(Referring expression pointing data)
# # # #
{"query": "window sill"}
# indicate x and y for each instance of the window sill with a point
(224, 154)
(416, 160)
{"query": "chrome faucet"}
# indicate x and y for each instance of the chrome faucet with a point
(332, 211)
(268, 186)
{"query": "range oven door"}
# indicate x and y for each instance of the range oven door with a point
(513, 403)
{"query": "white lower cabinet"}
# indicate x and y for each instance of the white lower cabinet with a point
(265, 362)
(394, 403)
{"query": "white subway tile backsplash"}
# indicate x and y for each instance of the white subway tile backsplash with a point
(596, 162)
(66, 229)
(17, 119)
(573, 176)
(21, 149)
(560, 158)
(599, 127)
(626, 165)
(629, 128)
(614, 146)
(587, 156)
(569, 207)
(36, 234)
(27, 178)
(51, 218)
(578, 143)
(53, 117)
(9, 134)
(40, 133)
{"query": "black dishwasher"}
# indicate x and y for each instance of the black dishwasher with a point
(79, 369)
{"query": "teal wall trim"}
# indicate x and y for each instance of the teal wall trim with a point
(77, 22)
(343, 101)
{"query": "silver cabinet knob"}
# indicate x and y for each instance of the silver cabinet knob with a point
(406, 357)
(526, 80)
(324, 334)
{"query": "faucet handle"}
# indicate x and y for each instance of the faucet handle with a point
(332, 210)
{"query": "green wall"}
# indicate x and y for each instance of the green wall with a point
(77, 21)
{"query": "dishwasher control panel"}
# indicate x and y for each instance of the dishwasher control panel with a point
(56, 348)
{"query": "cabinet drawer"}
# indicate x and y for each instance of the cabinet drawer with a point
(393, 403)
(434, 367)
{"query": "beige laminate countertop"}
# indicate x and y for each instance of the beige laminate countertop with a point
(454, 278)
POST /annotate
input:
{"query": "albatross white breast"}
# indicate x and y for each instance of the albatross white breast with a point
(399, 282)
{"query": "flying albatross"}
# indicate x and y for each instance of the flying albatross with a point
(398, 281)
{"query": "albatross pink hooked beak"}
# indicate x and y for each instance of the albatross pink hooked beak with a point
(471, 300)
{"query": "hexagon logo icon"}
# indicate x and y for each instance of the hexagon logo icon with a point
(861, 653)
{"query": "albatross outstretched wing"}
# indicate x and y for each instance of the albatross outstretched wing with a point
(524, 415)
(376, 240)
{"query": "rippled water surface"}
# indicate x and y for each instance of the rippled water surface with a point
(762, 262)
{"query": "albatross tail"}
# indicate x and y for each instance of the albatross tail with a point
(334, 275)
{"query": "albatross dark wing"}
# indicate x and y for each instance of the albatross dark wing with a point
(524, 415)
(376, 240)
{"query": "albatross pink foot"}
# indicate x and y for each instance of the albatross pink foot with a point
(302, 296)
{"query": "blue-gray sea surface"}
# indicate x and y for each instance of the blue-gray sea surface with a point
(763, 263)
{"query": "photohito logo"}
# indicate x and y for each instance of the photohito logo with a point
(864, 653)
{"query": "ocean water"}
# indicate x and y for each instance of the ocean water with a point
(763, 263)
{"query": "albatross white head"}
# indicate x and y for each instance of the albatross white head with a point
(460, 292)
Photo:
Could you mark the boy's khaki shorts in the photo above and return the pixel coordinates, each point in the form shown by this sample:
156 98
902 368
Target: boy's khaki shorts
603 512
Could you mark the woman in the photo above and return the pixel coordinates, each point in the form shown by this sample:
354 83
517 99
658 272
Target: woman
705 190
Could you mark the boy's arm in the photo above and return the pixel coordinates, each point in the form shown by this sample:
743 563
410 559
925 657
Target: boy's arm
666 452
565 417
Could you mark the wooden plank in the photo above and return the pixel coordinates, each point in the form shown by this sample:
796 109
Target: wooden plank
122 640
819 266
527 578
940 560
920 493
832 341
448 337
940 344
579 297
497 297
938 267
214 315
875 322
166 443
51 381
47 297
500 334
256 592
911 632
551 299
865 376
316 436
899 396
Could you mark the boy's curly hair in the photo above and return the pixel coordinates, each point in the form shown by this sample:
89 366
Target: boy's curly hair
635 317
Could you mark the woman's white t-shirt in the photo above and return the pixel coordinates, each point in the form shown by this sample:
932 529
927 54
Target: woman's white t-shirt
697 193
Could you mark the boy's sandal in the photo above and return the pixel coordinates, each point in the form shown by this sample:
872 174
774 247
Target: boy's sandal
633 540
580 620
# # # #
▶ Prompt:
Which lines of the records contain the word "shown"? Copy each of them.

▶ Solution for this problem:
Could you mark the boy's khaki shorts in the photo above and return the pixel coordinates, each point in the form shown by this sample:
Could you mark the woman in the photo above and return the pixel coordinates, each point in the form shown by this sample:
Could you mark the boy's arm in the photo above and return the pixel coordinates, each point in the form shown by this sample:
Could you mark the wooden plank in the photo above and return the pixel coordinates, each point in the form shown by this sample:
Could you mark the boy's curly hair in the photo above and return the pixel coordinates, each point in the form shown by this sample:
Could you mark the woman's white t-shirt in the photo above and return the pixel coordinates, each point in the form shown by this sample:
Could you mark the boy's sandal in the photo above and return the pixel coordinates, each point in the form shown by this sample:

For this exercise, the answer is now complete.